Work to be completed: Copy out only the lines from the one containing "Pinpoint horse's ear" through the one containing "[198,75,320,99]", with "precision sprayer" switched to "spot sprayer" and nothing else altered.

Records to process:
_ _ _ _ _ _ _

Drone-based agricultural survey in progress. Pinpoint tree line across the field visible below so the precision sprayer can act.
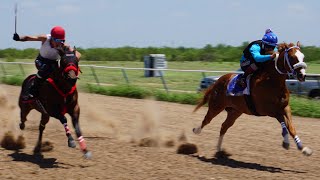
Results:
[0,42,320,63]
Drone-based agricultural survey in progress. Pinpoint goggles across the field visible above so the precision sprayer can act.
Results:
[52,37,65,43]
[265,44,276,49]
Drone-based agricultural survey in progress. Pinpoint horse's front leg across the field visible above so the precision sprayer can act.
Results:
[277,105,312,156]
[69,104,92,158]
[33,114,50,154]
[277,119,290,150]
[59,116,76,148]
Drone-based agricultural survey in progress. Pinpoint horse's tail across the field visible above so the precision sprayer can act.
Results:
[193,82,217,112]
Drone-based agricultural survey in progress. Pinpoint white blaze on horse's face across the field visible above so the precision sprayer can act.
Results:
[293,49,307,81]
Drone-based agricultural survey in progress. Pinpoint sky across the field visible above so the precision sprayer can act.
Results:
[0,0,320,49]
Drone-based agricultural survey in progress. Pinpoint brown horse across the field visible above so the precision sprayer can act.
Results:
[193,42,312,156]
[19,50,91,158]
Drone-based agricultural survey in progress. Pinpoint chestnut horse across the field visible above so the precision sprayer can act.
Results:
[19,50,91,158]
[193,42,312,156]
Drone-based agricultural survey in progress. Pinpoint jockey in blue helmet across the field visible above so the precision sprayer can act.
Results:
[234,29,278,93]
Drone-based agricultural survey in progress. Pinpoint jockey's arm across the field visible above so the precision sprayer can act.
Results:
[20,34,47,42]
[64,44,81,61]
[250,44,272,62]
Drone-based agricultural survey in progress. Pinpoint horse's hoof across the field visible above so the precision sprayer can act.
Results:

_ _ _ _ _ _ _

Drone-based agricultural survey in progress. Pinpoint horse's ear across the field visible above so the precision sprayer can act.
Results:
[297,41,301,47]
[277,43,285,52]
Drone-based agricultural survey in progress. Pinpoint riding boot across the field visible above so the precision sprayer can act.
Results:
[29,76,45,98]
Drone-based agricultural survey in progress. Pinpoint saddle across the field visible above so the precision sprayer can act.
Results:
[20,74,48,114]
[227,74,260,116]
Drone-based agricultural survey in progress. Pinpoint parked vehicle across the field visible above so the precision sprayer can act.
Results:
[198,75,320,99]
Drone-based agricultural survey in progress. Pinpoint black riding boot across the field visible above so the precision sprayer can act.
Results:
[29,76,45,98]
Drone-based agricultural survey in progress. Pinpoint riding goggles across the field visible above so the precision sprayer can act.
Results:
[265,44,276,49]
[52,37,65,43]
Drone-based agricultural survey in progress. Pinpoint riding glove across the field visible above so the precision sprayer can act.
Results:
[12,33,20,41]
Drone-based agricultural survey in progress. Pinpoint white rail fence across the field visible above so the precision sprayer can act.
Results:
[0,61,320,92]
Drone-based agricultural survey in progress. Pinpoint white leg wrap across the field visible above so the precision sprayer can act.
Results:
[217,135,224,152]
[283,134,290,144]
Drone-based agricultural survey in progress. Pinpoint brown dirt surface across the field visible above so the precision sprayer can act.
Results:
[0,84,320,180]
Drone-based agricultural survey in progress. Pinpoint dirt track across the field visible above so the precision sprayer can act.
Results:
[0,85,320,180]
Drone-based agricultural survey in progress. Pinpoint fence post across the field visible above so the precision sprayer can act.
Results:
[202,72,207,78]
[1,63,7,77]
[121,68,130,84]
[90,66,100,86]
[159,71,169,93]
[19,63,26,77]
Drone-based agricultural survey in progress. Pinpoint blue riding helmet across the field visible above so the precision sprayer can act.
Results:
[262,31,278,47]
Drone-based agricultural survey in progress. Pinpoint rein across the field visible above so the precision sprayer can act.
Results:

_ _ _ _ _ _ _

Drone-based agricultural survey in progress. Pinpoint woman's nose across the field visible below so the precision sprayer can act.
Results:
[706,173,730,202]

_ _ _ _ _ _ _

Task answer:
Drone-based agricultural survey in progress. Pinpoint horse's ear across the field visible above so the spot sprayer can act.
Results:
[297,41,301,47]
[277,43,285,52]
Drone-based agricultural survey in progress. Pinpoint riding boot across the field visible above so the spot sprayer can act.
Results:
[29,76,45,98]
Drone-based agricultural survey in progress. Pinpoint saddle across the field visible above so the spot sprayer can act.
Results:
[20,74,48,114]
[227,74,260,116]
Drone-based agricultural survey in progress. Pinpoint parked vehicle across the field visible above so the spot sprayer can act.
Results:
[198,75,320,99]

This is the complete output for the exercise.